• _Task statement_: Scan the listing below and copy every line holding "query".

• _Available data_:
_ _ _ _ _

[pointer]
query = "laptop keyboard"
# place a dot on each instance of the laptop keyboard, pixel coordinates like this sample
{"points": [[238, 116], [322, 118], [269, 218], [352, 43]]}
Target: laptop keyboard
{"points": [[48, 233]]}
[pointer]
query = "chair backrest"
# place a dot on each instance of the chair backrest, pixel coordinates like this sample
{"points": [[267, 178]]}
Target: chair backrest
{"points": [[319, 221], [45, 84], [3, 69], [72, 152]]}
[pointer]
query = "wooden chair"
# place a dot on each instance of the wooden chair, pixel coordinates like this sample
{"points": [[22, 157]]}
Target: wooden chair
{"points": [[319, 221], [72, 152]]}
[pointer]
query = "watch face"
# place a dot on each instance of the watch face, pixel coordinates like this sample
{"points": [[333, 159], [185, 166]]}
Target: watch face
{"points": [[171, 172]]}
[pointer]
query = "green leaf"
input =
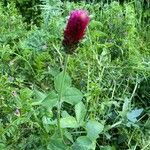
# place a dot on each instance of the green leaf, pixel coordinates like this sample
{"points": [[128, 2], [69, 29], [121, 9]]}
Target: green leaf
{"points": [[68, 122], [80, 111], [72, 96], [58, 82], [107, 148], [93, 129], [68, 135], [56, 144], [50, 100], [83, 143], [134, 114]]}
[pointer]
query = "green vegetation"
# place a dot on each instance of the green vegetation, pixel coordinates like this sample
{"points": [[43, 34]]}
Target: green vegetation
{"points": [[107, 102]]}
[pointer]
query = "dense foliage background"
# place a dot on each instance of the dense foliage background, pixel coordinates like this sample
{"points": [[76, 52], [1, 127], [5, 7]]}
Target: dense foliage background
{"points": [[111, 68]]}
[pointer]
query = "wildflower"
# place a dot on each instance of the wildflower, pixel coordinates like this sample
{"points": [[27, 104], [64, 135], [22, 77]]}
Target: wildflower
{"points": [[17, 112], [14, 93], [75, 30]]}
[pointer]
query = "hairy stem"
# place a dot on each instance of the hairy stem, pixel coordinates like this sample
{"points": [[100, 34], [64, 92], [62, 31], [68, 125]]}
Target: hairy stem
{"points": [[60, 95]]}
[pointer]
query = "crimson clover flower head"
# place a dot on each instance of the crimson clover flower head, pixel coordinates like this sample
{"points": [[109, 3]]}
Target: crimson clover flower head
{"points": [[75, 29]]}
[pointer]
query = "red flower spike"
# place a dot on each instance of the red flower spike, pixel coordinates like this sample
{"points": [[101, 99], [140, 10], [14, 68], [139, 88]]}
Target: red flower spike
{"points": [[75, 29]]}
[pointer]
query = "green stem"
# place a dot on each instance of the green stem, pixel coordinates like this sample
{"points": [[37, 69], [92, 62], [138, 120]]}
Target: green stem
{"points": [[60, 95]]}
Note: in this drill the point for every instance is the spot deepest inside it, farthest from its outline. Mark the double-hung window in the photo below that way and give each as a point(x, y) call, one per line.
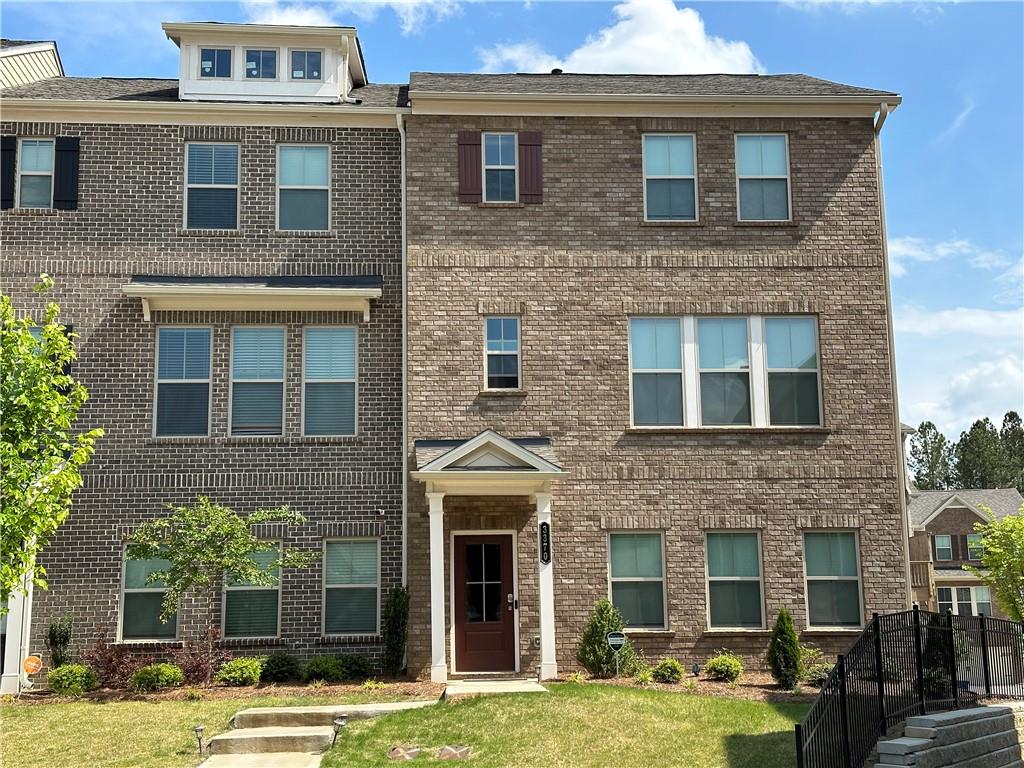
point(182, 382)
point(763, 176)
point(833, 571)
point(212, 188)
point(734, 580)
point(257, 380)
point(303, 187)
point(351, 587)
point(725, 371)
point(142, 600)
point(670, 177)
point(500, 168)
point(793, 371)
point(252, 610)
point(655, 352)
point(636, 573)
point(502, 352)
point(35, 173)
point(329, 381)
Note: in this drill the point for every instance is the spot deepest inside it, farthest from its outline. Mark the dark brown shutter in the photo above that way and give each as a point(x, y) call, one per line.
point(530, 169)
point(66, 173)
point(470, 167)
point(8, 154)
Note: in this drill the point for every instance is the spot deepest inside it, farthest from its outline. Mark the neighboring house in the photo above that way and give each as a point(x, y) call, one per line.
point(944, 541)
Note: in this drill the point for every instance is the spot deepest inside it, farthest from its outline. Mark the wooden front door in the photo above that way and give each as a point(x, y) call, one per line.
point(484, 604)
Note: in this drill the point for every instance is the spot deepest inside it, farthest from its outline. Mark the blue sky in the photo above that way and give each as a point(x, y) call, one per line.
point(953, 162)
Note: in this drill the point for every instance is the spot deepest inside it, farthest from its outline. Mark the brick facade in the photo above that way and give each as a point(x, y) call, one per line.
point(576, 267)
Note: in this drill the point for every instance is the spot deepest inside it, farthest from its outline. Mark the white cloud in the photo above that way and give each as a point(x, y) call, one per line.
point(649, 36)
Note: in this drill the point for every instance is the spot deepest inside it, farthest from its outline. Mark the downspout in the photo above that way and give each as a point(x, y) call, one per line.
point(884, 112)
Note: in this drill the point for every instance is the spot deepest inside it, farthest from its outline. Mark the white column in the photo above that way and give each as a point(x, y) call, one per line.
point(438, 664)
point(549, 668)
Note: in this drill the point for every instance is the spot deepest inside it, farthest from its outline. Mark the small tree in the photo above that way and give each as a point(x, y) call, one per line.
point(207, 545)
point(783, 651)
point(1003, 560)
point(40, 454)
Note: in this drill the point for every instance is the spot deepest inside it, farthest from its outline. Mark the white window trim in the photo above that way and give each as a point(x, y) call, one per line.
point(139, 590)
point(355, 381)
point(786, 177)
point(289, 53)
point(199, 62)
point(19, 172)
point(325, 587)
point(251, 588)
point(646, 176)
point(484, 167)
point(859, 579)
point(759, 579)
point(518, 353)
point(231, 381)
point(664, 580)
point(237, 186)
point(157, 381)
point(278, 186)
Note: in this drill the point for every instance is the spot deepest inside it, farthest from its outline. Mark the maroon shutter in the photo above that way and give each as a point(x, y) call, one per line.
point(530, 169)
point(470, 167)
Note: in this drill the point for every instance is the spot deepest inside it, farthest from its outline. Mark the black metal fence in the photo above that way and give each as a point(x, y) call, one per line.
point(908, 664)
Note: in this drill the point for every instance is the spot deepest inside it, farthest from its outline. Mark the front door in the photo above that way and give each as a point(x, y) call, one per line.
point(484, 604)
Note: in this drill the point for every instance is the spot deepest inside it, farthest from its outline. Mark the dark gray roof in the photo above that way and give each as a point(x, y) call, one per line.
point(1003, 502)
point(634, 85)
point(166, 89)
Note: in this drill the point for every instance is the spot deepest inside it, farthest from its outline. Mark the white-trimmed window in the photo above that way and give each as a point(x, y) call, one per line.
point(211, 186)
point(35, 173)
point(636, 576)
point(253, 610)
point(833, 574)
point(351, 587)
point(670, 177)
point(303, 187)
point(501, 163)
point(734, 591)
point(970, 601)
point(763, 176)
point(182, 392)
point(329, 380)
point(502, 359)
point(257, 380)
point(141, 602)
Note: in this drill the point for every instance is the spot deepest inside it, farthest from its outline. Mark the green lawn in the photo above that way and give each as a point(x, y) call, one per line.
point(585, 725)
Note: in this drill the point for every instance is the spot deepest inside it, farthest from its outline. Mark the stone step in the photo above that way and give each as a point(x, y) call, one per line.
point(249, 740)
point(266, 717)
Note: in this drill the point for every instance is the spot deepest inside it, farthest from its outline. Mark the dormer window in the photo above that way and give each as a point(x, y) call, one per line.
point(306, 65)
point(215, 62)
point(261, 64)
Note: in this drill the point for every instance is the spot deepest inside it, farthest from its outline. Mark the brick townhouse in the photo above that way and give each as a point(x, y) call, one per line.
point(640, 324)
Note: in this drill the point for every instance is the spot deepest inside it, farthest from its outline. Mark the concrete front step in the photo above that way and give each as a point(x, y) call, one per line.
point(249, 740)
point(266, 717)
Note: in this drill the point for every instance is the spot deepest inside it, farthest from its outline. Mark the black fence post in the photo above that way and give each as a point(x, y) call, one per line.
point(844, 716)
point(984, 656)
point(920, 663)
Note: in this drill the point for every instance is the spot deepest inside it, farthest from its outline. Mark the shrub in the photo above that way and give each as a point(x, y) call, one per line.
point(280, 668)
point(725, 666)
point(58, 640)
point(668, 671)
point(394, 627)
point(783, 651)
point(72, 679)
point(157, 677)
point(241, 671)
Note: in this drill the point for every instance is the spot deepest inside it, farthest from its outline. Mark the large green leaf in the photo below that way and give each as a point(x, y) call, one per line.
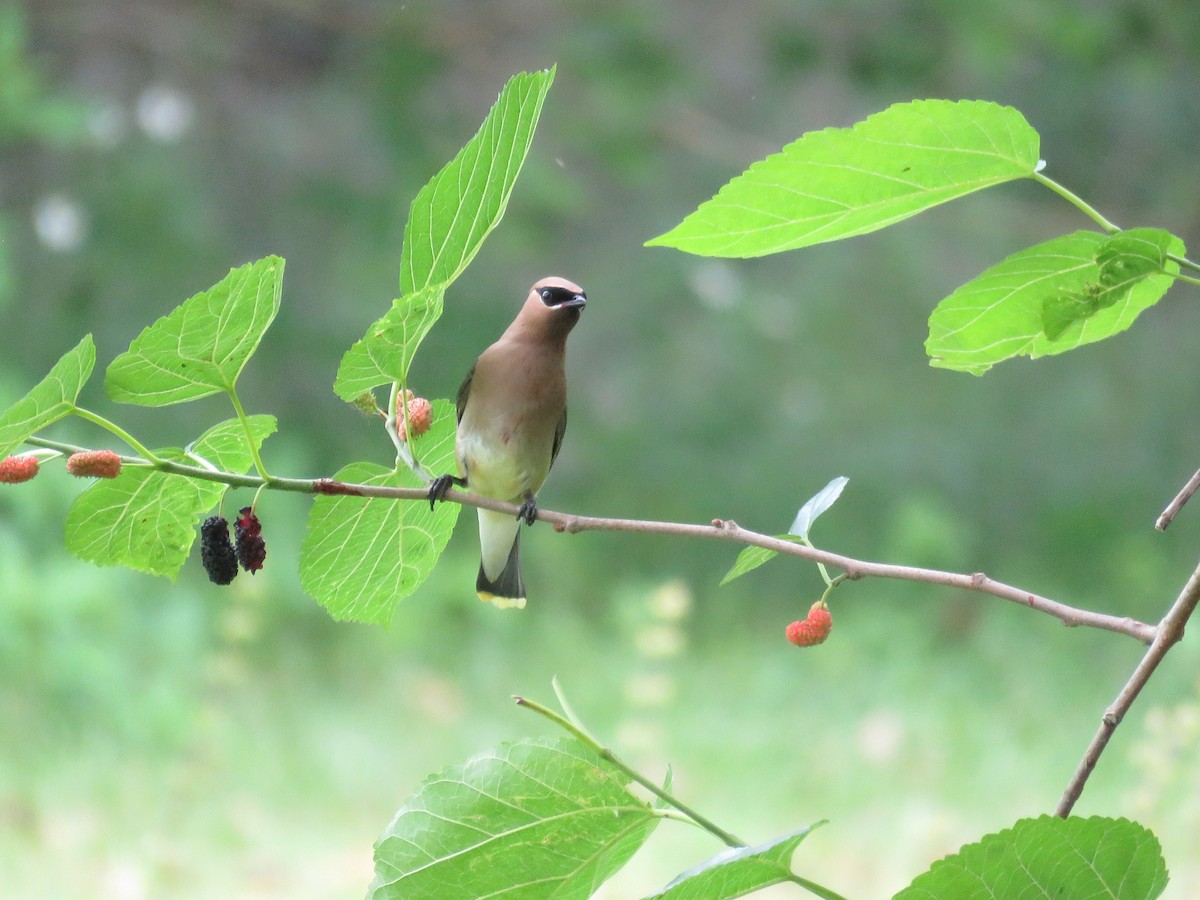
point(201, 347)
point(1050, 857)
point(147, 520)
point(528, 820)
point(742, 870)
point(840, 183)
point(448, 221)
point(49, 400)
point(385, 352)
point(1053, 298)
point(455, 211)
point(363, 556)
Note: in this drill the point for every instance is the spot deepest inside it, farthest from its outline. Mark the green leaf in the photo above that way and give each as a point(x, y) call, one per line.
point(460, 205)
point(1133, 255)
point(531, 820)
point(1051, 857)
point(49, 400)
point(742, 870)
point(147, 520)
point(387, 351)
point(1122, 261)
point(840, 183)
point(363, 556)
point(750, 558)
point(201, 347)
point(447, 225)
point(1007, 310)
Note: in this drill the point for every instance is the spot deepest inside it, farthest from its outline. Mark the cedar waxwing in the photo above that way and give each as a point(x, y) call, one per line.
point(511, 420)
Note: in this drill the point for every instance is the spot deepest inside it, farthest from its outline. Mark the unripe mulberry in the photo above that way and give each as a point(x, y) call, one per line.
point(94, 463)
point(216, 551)
point(814, 629)
point(249, 540)
point(420, 417)
point(15, 469)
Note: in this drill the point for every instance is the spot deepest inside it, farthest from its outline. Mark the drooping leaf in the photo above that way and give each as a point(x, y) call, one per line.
point(1051, 857)
point(202, 346)
point(742, 870)
point(841, 183)
point(457, 209)
point(816, 504)
point(750, 558)
point(363, 556)
point(385, 352)
point(528, 820)
point(144, 519)
point(1005, 311)
point(49, 400)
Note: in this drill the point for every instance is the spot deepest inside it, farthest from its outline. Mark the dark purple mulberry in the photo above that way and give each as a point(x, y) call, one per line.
point(216, 551)
point(249, 540)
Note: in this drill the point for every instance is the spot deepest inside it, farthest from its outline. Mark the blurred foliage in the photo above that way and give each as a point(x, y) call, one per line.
point(214, 135)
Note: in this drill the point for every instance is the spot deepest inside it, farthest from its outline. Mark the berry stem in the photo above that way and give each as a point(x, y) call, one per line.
point(250, 435)
point(113, 427)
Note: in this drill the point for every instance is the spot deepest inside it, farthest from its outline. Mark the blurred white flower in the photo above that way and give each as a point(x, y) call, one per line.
point(671, 603)
point(60, 222)
point(165, 113)
point(881, 736)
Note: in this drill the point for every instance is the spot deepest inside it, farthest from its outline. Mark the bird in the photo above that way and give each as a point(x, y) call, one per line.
point(511, 414)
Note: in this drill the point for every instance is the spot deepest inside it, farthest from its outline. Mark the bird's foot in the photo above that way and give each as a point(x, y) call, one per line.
point(528, 511)
point(442, 484)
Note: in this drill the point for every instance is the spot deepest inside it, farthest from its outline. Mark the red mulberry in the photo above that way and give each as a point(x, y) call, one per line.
point(420, 415)
point(216, 551)
point(814, 629)
point(94, 463)
point(249, 540)
point(15, 469)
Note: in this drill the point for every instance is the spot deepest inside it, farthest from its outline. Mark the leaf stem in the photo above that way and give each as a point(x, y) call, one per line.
point(114, 429)
point(250, 435)
point(1078, 202)
point(612, 759)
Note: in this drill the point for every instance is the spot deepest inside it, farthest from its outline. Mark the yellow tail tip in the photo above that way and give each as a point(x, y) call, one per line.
point(502, 603)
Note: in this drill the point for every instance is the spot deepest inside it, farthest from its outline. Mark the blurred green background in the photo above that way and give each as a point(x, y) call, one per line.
point(185, 741)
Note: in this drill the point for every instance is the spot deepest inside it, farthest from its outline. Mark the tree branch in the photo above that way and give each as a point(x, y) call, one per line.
point(1174, 507)
point(1168, 634)
point(719, 529)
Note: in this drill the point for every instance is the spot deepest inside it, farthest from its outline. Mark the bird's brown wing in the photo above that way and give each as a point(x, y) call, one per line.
point(559, 431)
point(463, 393)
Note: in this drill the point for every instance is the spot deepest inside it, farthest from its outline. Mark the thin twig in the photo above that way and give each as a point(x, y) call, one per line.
point(1169, 633)
point(1174, 507)
point(719, 529)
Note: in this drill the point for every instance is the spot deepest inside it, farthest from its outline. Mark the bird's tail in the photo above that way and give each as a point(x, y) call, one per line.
point(505, 588)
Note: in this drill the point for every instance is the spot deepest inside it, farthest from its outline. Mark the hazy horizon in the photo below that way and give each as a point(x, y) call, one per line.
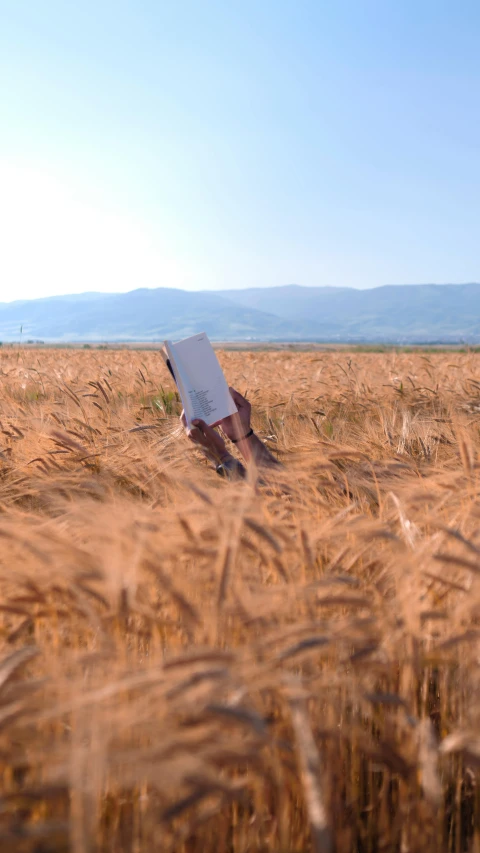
point(209, 146)
point(234, 289)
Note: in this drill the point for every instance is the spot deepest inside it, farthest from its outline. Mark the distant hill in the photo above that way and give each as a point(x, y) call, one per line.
point(425, 313)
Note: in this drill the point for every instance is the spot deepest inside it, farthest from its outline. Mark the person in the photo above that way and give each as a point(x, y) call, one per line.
point(238, 430)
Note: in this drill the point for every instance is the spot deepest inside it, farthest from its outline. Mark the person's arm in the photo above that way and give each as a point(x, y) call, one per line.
point(238, 429)
point(214, 448)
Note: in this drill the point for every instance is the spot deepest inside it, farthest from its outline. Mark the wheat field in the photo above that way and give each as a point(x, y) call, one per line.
point(289, 663)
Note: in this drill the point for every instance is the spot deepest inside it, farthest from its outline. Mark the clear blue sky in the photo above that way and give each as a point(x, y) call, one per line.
point(225, 144)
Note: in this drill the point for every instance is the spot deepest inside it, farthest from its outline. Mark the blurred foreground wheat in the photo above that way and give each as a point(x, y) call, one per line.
point(194, 665)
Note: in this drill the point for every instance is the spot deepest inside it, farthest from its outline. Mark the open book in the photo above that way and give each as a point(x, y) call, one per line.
point(199, 379)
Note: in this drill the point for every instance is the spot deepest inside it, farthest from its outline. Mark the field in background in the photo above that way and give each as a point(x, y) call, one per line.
point(193, 665)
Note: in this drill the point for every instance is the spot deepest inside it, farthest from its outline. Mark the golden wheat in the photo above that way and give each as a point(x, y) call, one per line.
point(287, 664)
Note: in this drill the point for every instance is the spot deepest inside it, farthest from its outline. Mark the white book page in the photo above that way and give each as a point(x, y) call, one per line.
point(202, 385)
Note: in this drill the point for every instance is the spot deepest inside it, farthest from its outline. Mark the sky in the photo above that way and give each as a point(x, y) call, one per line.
point(205, 145)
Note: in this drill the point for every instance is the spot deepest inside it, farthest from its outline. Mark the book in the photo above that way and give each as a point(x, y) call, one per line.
point(199, 378)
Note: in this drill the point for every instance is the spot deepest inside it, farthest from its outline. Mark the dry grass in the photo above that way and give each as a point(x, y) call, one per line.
point(193, 665)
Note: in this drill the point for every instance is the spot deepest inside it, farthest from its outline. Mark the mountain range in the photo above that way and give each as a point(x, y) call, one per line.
point(423, 313)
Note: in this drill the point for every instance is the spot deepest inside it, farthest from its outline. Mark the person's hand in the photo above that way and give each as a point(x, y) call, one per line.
point(237, 425)
point(207, 438)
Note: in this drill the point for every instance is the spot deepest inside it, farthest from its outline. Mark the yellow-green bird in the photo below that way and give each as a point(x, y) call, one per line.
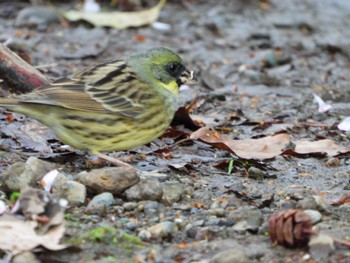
point(112, 106)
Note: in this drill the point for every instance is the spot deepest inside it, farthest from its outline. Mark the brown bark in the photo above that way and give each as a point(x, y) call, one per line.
point(17, 75)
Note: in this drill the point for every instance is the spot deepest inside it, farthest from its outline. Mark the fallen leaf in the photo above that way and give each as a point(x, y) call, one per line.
point(19, 235)
point(326, 146)
point(119, 20)
point(260, 149)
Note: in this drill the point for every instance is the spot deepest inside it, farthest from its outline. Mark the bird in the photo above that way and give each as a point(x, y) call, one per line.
point(112, 106)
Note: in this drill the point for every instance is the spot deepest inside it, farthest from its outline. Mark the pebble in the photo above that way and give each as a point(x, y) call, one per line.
point(219, 212)
point(218, 204)
point(151, 208)
point(37, 15)
point(132, 226)
point(198, 223)
point(256, 173)
point(246, 218)
point(182, 207)
point(172, 192)
point(146, 189)
point(129, 206)
point(314, 215)
point(144, 235)
point(25, 257)
point(72, 191)
point(229, 256)
point(100, 202)
point(163, 229)
point(20, 175)
point(111, 179)
point(308, 203)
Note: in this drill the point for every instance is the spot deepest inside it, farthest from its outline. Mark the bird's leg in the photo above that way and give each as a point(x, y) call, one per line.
point(113, 160)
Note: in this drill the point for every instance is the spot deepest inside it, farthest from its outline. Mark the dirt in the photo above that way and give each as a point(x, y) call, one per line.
point(258, 64)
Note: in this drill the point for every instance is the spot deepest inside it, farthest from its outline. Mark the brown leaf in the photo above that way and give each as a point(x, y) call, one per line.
point(19, 235)
point(291, 228)
point(261, 149)
point(183, 117)
point(326, 146)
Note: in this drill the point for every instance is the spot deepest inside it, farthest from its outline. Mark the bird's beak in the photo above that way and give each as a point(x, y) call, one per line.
point(187, 77)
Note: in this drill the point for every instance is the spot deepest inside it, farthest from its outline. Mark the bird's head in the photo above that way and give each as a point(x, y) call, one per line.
point(163, 68)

_ _ _ _ _

• _Result of the task_:
query = "laptop keyboard"
query = "chair backrest"
query = "wooden chair"
query = "watch face"
query = "green leaf"
query = "green vegetation"
query = "dense foliage background"
query = "wildflower"
query = "hairy stem"
query = "crimson clover flower head"
query = "red flower spike"
query = "green stem"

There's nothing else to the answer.